[Begin Excerpted records]

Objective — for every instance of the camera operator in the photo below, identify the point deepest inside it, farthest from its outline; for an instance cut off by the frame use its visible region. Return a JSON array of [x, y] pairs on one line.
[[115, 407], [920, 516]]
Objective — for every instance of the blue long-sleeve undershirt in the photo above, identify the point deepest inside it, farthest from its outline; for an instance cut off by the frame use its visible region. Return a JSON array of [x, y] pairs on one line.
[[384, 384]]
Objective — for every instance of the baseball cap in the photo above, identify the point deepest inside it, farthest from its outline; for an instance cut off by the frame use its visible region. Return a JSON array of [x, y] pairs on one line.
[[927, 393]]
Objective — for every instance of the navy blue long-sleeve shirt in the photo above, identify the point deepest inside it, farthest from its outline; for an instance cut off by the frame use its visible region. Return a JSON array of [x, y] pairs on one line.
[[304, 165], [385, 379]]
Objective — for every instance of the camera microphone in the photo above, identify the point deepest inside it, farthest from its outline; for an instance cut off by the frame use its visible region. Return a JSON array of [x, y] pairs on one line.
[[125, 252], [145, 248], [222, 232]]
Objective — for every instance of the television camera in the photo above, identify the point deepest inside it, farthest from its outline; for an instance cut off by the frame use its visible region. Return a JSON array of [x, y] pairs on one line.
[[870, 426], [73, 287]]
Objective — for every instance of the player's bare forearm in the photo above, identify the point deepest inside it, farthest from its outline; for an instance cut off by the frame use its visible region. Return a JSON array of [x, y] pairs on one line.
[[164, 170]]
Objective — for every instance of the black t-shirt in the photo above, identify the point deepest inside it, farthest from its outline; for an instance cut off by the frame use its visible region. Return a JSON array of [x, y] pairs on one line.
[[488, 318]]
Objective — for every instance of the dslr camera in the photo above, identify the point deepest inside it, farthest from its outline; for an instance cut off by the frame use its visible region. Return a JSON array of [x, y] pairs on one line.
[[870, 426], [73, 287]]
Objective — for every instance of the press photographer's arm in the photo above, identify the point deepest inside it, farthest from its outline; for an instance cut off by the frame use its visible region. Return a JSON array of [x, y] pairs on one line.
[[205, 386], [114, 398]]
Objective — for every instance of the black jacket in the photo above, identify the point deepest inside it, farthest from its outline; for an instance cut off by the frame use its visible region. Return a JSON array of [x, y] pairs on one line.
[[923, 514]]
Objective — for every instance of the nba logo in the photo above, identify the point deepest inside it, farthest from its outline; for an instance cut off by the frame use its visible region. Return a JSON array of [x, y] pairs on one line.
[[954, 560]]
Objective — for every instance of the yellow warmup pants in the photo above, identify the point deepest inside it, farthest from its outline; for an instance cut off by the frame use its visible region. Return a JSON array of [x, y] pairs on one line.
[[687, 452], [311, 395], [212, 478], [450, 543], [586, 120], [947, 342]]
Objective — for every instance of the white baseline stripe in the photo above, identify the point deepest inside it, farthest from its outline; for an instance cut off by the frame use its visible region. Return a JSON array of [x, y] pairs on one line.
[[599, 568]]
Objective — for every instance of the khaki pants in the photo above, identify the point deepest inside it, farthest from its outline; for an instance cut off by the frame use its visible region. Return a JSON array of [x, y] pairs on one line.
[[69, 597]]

[End Excerpted records]

- **Given problem**
Please rewrite only the lines between the one containing "Objective — for every instance of the player's" and the one containing "[[954, 560]]", inclusive, keeping every entry's wording and increasing each x and y coordinate in the answers by 90.

- **Final result**
Objective — for every instance of the player's bare forearm in the photo above, identify the point deepest inside it, farthest from its outline; for an instance cut off by the frame use its visible region. Return a JSON array of [x, y] pairs on one line.
[[254, 260]]
Objective — for every instance of the black t-shirt in the photo above, identify the point deepest inside it, farthest from its outline; for an instance cut off by the frame use its visible region. Return a JSON array of [x, y] pairs on one line.
[[578, 408]]
Objective — for every instance of the dslr camera in the photo above, identify the point deepest inside it, farthest from its outline; for an instance cut off by the frame use its visible region. Return a JSON array of [x, y] pairs on one line.
[[960, 516], [163, 377]]
Objective — for every instance of the press photographer's arm in the photo above, identify the point deepest inside it, farthest from its outline; for an instance cut off by the frame use its visible region. Return a JSON array of [x, y] pairs on one line.
[[295, 476], [204, 488]]
Objective — for every instance of the black jacket in the photo above, identify the point deepest inside it, farthest from its outline; for an instance cut off by the frame use its visible region. Return a JSON array of [x, y] pairs on one line.
[[1013, 604]]
Objective — for every instance of the nba logo in the photo above, identify the point deepest inside it, farthest from its outline; for an instance cut off by the frame use its visible region. Return a JSON array of [x, y] pairs on one line.
[[1044, 650]]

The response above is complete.